### [What this task involves]
Return precisely the opening lines of the listing below, ending with the line that contains "In the photo above, where can the jar".

****************

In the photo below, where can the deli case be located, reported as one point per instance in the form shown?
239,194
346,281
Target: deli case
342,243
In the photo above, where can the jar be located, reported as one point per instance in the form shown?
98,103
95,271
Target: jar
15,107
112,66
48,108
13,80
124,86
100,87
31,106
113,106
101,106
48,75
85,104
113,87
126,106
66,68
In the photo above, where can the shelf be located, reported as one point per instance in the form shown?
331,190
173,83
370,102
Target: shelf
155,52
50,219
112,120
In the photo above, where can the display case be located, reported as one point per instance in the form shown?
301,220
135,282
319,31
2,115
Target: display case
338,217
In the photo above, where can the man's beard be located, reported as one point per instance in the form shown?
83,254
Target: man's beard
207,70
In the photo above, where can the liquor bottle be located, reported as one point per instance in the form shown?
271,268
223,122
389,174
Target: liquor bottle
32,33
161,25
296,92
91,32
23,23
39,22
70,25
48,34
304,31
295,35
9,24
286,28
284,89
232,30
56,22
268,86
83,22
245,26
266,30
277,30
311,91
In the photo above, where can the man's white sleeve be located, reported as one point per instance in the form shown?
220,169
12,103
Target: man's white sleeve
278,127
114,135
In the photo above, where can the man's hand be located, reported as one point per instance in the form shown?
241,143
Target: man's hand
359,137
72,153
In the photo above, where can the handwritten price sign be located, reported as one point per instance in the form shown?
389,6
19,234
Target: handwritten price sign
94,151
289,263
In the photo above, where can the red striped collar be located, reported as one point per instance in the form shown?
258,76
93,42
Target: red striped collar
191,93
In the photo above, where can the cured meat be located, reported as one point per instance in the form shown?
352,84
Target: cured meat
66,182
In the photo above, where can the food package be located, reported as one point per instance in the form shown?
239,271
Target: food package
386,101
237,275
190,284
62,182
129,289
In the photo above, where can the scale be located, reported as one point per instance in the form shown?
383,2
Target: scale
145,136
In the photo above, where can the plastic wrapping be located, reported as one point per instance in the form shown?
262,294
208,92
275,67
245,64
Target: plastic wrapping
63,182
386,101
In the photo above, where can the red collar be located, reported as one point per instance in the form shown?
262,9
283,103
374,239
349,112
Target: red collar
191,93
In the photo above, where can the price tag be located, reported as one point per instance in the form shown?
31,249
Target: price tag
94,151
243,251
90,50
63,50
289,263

****************

### [Answer box]
In the photo below, where can the deli case be located, reported as one point per instance in the form shown?
239,194
346,281
Target: deli case
342,243
In the photo above, where can the jar be located, reported as one point per instance in the form shown?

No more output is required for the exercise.